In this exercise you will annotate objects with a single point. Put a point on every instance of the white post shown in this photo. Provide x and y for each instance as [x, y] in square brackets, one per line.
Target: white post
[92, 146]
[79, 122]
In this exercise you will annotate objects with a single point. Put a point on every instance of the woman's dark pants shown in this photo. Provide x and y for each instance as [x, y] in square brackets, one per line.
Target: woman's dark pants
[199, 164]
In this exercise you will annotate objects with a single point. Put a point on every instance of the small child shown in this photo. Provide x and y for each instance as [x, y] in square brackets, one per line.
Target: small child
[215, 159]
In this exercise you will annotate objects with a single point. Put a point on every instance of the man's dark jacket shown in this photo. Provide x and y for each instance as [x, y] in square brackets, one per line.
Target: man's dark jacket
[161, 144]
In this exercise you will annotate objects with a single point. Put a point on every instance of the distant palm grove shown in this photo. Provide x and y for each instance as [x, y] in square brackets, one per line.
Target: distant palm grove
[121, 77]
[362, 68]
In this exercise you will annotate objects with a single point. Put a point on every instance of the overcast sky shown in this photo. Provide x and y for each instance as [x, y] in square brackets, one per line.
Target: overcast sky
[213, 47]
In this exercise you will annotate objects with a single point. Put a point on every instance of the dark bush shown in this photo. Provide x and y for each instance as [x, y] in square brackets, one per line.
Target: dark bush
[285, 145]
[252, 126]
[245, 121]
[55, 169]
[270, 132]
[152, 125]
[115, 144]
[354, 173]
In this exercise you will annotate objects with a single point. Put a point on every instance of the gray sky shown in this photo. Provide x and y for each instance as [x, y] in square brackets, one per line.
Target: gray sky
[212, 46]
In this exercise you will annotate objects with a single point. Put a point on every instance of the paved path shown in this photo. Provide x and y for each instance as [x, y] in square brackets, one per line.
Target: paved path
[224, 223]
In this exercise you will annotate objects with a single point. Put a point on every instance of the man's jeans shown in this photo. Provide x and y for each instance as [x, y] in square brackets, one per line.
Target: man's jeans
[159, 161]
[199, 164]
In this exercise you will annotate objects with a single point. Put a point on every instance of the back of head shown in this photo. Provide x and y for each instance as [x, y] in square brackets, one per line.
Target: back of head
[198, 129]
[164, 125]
────────────────────────────────────────
_DO THIS_. Write out the entire listing exactly.

_WORKED SOLUTION_.
In this exercise you will annotate objects with a single point. Put a point on every instance of the white post shown in this photo. Provide x and y for each instance as [x, y] in square brackets, one per line.
Target: white post
[92, 146]
[79, 122]
In this exercise you will annotate objects with a single point. Put a point on every instance of the woman's dark pants shown in this photo. Provide x and y for each instance as [x, y] in square brackets, one per line.
Target: woman's dark pants
[199, 164]
In this exercise you will annotate objects with a single point. Put a point on every instance of the small child shown in this photo. Provide x and y for each instance as [x, y] in square brackets, one per line.
Target: small child
[215, 159]
In this exercise you will annotate objects with a single point. Put a point on every instance of the man's dark jacket shown in this photo. Provide x and y for each instance as [x, y] in square brackets, one per line.
Target: man's dark jacket
[161, 144]
In this exercise you will annotate objects with a single point. Put a point on every instance of the distant palm grove shown in this photo. Provide x and y for each instance as [x, y] in square brackets, one per line.
Target: distant palm grove
[121, 77]
[362, 68]
In this exercise you will annotate objects with a single point. Put a point on every instance of the overcast sky shown in this photo. Provide x and y for each instance as [x, y] in square brackets, one per line.
Target: overcast sky
[213, 47]
In this exercise you will annotate objects with a single point. Put a point on every instance of the dark bush shown in this photo. Provide x and y for each instance as [x, y] in square brackets, one per line.
Target: dark bush
[285, 145]
[252, 126]
[245, 121]
[55, 169]
[270, 132]
[152, 125]
[115, 144]
[354, 173]
In this exercise you will annotate objects with a single point. Put a point on every instance of the gray sky shown in this photo. Provide x and y for each instance as [x, y] in square brackets, one per line.
Target: gray sky
[212, 46]
In this exercise you will annotate objects with a single point. Put a point on every instance of the paved path shown in this photo. Provide x and y for each instance as [x, y] in square brackets, one per line.
Target: paved path
[224, 223]
In this exercise you will annotate objects with a single point. Put a point on every instance of the man's jeans shown in this photo. Provide x and y for each instance as [x, y] in square brackets, one per line.
Target: man's jeans
[159, 161]
[199, 164]
In this exercise you will annotate objects with a single point. Put a point on every instance of the back of head shown in this photo. Provide x and y for each instance as [x, y] in square brackets, one per line.
Target: back of head
[198, 129]
[164, 125]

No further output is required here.